Vietnamese food: 20 dishes worth ordering
Vietnamese cuisine ranks among the best in the world, and a single bowl of pho for about $1.20 shows why. Below are 20 dishes with 2026 prices, what to order, how spicy each one is, and where to try them across the country.

Vietnamese cooking is a balance of five tastes: salty, sweet, sour, bitter and umami. There is little oil and a lot of green — cilantro, mint, basil, lemongrass. Nearly every dish mixes crunchy, soft and juicy in one bite. And there are really three cuisines in one country: the restrained north, the spicy centre and the sweet south.
The influences run deep: China (chopsticks, noodles, the wok), France (baguettes, coffee, pâté), Thailand and Cambodia (lemongrass, coconut milk, spice). But the Vietnamese remade all of it in their own image.
Soups — the backbone of the table

Vietnamese eat soup for breakfast, lunch and dinner. In the morning the queue for pho forms by five a.m.

> **Problems**:
1. List the five tastes that the Vietnamese food article says Vietnamese cooking balances.
2. Answer these questions from the Vietnamese food article:
(a) About how much does a single bowl of pho cost?
(b) Which country's influence brought baguettes, coffee and pâté?
(c) By what time does the morning queue for pho form?
3. Reproduce the passage of the Vietnamese food article from "Vietnamese food: 20" to "their own image.".

> **Data supplied**:
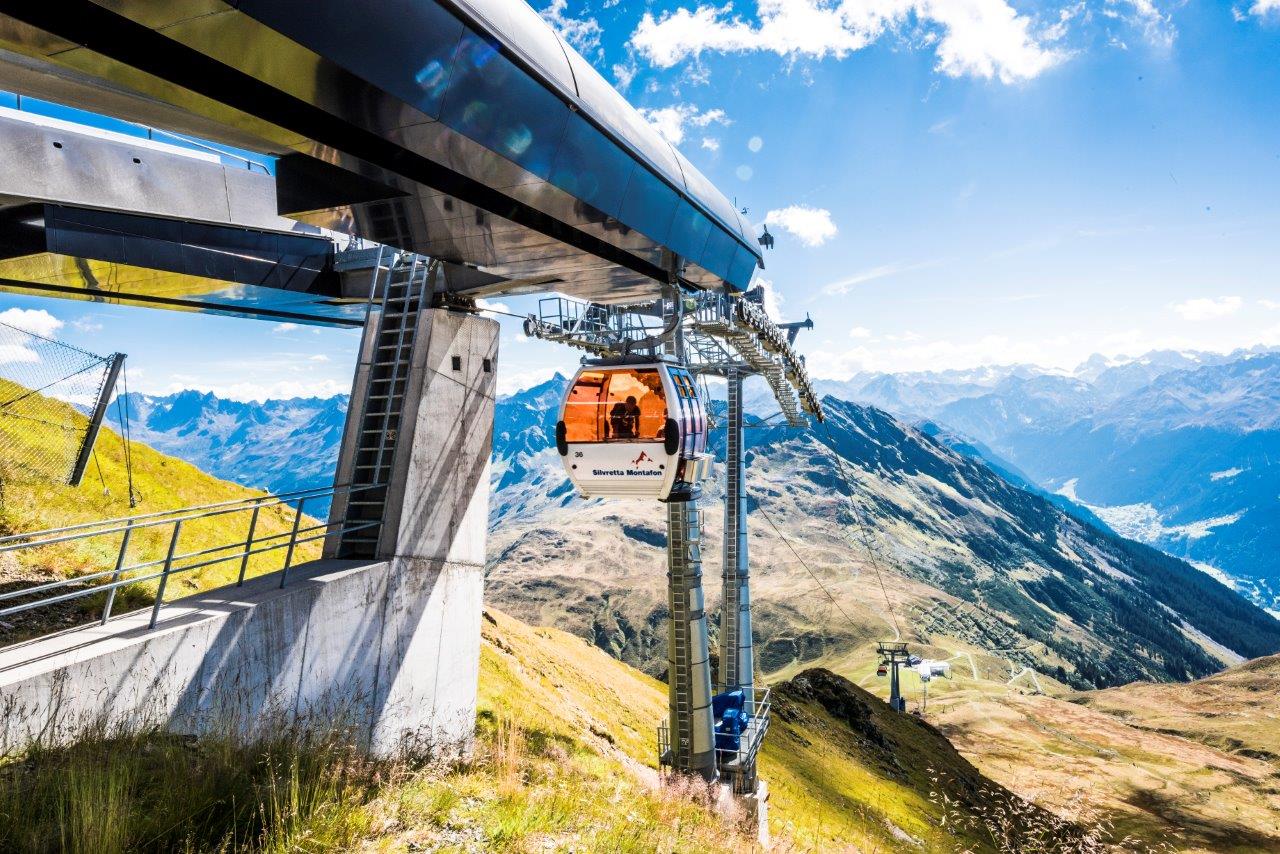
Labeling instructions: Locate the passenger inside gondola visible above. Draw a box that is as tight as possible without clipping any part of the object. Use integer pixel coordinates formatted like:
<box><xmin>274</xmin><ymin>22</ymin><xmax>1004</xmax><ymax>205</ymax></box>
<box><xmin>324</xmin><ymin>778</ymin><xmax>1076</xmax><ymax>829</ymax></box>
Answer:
<box><xmin>564</xmin><ymin>369</ymin><xmax>667</xmax><ymax>442</ymax></box>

> **Completed exercise**:
1. salty, sweet, sour, bitter, umami

2.
(a) About $1.20.
(b) France.
(c) By five a.m.

3.
Vietnamese food: 20 dishes worth ordering
Vietnamese cuisine ranks among the best in the world, and a single bowl of pho for about $1.20 shows why. Below are 20 dishes with 2026 prices, what to order, how spicy each one is, and where to try them across the country.

Vietnamese cooking is a balance of five tastes: salty, sweet, sour, bitter and umami. There is little oil and a lot of green — cilantro, mint, basil, lemongrass. Nearly every dish mixes crunchy, soft and juicy in one bite. And there are really three cuisines in one country: the restrained north, the spicy centre and the sweet south.
The influences run deep: China (chopsticks, noodles, the wok), France (baguettes, coffee, pâté), Thailand and Cambodia (lemongrass, coconut milk, spice). But the Vietnamese remade all of it in their own image.